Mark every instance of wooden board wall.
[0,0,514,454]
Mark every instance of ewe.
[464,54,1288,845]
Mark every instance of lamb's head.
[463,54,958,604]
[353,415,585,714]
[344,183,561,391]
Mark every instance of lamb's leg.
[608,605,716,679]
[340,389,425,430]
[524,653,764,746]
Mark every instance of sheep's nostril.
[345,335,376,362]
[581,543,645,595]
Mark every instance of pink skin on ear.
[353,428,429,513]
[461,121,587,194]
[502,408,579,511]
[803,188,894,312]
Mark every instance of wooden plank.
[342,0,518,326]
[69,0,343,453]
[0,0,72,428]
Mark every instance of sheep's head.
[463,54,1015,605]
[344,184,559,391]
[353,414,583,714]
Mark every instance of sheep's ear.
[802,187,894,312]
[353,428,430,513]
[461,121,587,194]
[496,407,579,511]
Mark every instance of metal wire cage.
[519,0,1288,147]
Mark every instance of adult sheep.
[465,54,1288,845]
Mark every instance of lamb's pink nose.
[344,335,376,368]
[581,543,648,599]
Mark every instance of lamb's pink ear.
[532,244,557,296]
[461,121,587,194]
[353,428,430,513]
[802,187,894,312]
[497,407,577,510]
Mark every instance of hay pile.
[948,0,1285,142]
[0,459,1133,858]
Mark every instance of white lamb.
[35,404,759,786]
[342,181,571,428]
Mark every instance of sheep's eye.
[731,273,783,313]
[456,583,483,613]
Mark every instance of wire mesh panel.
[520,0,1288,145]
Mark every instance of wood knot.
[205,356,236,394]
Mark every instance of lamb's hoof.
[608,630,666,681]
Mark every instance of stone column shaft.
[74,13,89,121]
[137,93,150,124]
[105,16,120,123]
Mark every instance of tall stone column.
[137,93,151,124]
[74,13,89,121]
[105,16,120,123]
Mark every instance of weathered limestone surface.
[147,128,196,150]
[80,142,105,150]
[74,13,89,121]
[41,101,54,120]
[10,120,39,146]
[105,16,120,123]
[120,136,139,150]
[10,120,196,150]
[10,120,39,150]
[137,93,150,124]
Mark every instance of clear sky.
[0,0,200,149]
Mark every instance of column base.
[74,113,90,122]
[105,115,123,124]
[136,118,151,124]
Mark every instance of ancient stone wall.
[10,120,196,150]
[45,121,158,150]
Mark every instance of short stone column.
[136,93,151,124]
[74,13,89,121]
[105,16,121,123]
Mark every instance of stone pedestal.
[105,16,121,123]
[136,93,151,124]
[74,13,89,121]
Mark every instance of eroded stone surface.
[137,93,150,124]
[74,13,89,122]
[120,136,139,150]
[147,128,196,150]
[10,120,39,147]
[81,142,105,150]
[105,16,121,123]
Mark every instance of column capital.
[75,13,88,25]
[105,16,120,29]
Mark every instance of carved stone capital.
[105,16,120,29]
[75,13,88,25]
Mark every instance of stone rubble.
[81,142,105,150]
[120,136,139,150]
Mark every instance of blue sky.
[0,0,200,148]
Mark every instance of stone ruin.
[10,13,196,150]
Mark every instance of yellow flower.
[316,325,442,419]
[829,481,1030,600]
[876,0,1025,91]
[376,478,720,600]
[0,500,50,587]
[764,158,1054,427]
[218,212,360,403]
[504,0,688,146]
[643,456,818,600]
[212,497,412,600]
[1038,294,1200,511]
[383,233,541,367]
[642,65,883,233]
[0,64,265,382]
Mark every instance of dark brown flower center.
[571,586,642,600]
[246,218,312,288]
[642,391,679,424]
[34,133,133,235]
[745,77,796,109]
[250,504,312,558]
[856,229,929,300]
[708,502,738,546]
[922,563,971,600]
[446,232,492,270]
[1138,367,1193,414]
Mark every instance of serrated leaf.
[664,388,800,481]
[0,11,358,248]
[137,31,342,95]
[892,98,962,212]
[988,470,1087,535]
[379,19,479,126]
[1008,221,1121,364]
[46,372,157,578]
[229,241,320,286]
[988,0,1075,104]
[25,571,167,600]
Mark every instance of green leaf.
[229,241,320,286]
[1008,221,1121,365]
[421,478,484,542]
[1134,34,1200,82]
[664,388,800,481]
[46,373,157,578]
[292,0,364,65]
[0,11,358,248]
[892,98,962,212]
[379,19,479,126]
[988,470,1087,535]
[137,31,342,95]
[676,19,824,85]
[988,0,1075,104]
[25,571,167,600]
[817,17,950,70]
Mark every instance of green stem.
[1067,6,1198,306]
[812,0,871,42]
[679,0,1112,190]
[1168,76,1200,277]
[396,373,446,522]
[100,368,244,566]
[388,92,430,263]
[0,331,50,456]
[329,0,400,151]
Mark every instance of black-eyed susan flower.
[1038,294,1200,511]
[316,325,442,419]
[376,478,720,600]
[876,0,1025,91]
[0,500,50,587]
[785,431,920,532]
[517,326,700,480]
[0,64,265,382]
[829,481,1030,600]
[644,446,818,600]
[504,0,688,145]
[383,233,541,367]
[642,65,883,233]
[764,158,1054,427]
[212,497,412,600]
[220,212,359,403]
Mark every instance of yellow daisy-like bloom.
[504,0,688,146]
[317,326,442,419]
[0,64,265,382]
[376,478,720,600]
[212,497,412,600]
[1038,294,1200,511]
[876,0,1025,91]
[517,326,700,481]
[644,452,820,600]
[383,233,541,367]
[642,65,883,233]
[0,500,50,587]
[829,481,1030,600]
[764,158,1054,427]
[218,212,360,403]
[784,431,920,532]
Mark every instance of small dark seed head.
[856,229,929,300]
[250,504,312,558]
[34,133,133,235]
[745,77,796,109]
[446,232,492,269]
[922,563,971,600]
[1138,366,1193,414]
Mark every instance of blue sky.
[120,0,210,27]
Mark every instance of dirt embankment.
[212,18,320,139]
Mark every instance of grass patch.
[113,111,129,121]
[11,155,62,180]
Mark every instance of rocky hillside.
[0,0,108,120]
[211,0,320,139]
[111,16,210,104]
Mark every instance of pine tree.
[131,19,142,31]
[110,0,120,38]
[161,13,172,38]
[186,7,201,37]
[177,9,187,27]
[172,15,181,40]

★ ★ ★ ★ ★

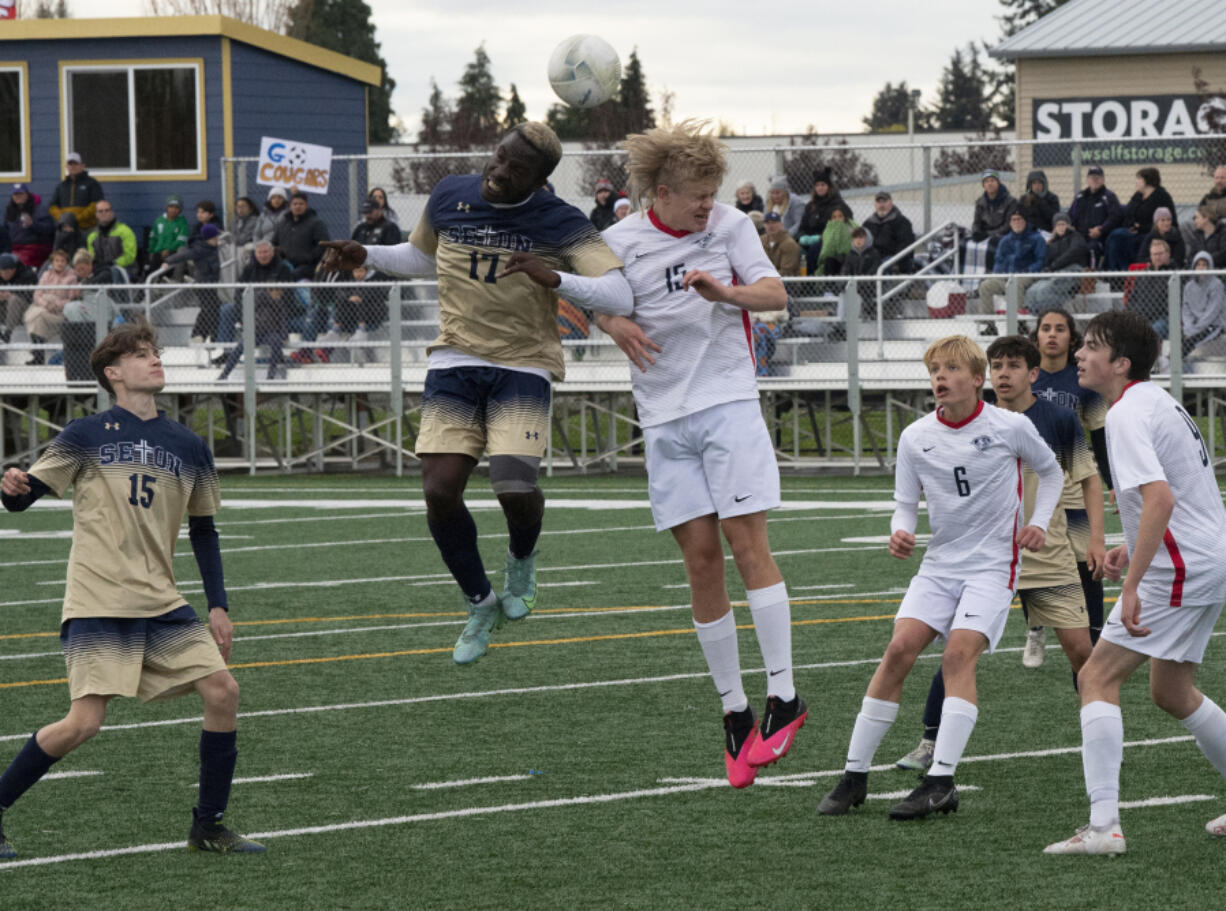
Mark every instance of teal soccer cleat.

★ ★ ★ ★ ★

> _The request_: Locate every line in the records above that contains the word "green" and copy each of those lines.

> _Full answer_:
Mark every instance of green leaf.
Mark every instance of green stem.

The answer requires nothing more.